§ **Activity**
All entries must be extracted exactly, with nothing added or dropped.

** Opening Dataset entries block **

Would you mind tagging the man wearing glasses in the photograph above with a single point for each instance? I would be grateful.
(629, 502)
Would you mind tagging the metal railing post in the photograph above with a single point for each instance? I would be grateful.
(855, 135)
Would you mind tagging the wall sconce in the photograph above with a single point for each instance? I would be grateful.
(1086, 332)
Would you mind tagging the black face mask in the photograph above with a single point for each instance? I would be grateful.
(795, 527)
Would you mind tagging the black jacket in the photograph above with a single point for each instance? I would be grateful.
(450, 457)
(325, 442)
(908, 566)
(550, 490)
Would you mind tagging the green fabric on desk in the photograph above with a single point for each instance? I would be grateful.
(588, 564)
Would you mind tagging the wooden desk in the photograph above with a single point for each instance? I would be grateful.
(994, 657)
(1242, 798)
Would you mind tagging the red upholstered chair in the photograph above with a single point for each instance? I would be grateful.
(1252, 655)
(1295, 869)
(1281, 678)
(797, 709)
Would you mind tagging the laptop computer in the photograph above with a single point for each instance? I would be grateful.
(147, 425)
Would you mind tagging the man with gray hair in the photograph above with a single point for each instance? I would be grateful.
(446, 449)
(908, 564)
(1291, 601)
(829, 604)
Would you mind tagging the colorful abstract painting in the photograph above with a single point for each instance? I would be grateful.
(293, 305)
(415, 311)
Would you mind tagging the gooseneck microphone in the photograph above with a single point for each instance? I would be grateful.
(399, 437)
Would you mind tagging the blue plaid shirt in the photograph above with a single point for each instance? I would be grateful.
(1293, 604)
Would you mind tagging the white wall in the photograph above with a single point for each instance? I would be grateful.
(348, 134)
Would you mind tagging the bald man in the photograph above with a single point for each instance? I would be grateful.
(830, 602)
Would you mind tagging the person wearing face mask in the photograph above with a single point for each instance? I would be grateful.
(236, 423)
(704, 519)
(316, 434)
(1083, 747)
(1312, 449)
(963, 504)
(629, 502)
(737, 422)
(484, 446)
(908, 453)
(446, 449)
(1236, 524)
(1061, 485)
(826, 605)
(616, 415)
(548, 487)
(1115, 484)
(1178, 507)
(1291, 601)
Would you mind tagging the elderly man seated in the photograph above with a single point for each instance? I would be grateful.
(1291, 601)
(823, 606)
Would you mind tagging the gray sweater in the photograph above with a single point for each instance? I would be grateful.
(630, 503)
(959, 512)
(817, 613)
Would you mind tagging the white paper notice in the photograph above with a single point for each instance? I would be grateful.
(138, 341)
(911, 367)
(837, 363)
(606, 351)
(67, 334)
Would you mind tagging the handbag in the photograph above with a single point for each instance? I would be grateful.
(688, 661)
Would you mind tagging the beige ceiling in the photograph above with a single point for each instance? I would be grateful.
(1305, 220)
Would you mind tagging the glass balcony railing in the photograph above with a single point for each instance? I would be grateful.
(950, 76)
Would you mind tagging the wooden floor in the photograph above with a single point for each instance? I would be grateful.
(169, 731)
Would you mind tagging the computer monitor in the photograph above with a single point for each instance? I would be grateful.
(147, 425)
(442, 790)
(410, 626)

** Closing Dataset entries block **

§ **Problem solution**
Would you mind tagging the man wearing glasses in the photograph above with a single point for each instance? I would be grateful.
(629, 502)
Would you mind tagging the metal railing post in the photograph above with a single point for each instance? I would be grateful.
(855, 135)
Would you mind tagging the wall sconce in the photograph above with a single point for each instance? I would be grateful.
(1086, 332)
Would you mind tagging the black face mask in the photograph above with a single point for each instance? I would be grateful.
(795, 527)
Would you mind tagging the black jacket in the photograph above with a single point for each instance? I would be grateful.
(450, 457)
(325, 442)
(908, 566)
(550, 490)
Would you mind tagging the green fabric on desk in the photograph above with a single point for each instance? I would be grateful.
(588, 564)
Would you mind tagging the wooden desk in the photograph above with a single point for each instance? I would be grateful.
(994, 657)
(1242, 798)
Would you mind tagging the red upholstered chair in the photograph above with a single point for each instance? I would be grateful.
(1252, 655)
(1295, 869)
(1281, 678)
(797, 709)
Would you mind tagging the laptop computer in the photograph above with a single point for each instance? I would be grateful.
(147, 425)
Would you mind tagging the man with gray hair in the photograph above with a single point for each instance? I would be grateful.
(446, 449)
(908, 564)
(1291, 601)
(829, 604)
Would you mind tagging the colorful abstract painting in the photograph above with a single point for each instance? I would be grateful.
(293, 305)
(415, 311)
Would you mind tagging the gooseneck microphone in the photograph above with a single point for each instance? I would be grateful.
(399, 437)
Would you mind tagging the blue plaid shirt in the photograph above with a single point for each instance? I would be grateful.
(1293, 604)
Would you mind tagging the white wall in the photograph above with a single point for each instance? I would be grateful.
(348, 134)
Would you mind tagging the bald man in the photograph above with a single point for each instance? I would be grateful.
(830, 602)
Would you mind tagging the person wearing face mask in the photograph above with a single point for each instance? I would be grateful.
(236, 423)
(704, 519)
(316, 434)
(1083, 747)
(1312, 449)
(963, 504)
(629, 502)
(737, 422)
(484, 446)
(908, 453)
(446, 449)
(1236, 524)
(1061, 485)
(826, 605)
(616, 415)
(548, 487)
(1115, 484)
(1178, 507)
(1291, 601)
Would you mind tagging the elderly man seated in the photograph above with a single point for each instance? I would be grateful.
(1291, 601)
(823, 606)
Would you mind tagging the gray sweater in the photograph above with a single point for each instance? I would be grateful.
(630, 503)
(959, 512)
(817, 613)
Would you mind tagging the white paper notice in the photograph above with a single point for each instance? I would be grateful.
(138, 341)
(911, 367)
(837, 363)
(606, 351)
(67, 334)
Would you mind tagging the handbag in the photograph above with a single point for each instance? I would be grateful.
(688, 661)
Would you mind tagging the beige ceiling in the photograph above with a single point for each instance? I would be grateful.
(1305, 220)
Would you mind tagging the glass balcony railing in the photograph above with a single point for each instance? I would be grateful.
(950, 76)
Would you mind tagging the wooden floor in the photograph above with a single point for each instance? I would be grateful.
(169, 731)
Would you mind tagging the computer monitor in the photograph above with a single point for each instance? I would be grateful.
(147, 425)
(442, 790)
(410, 626)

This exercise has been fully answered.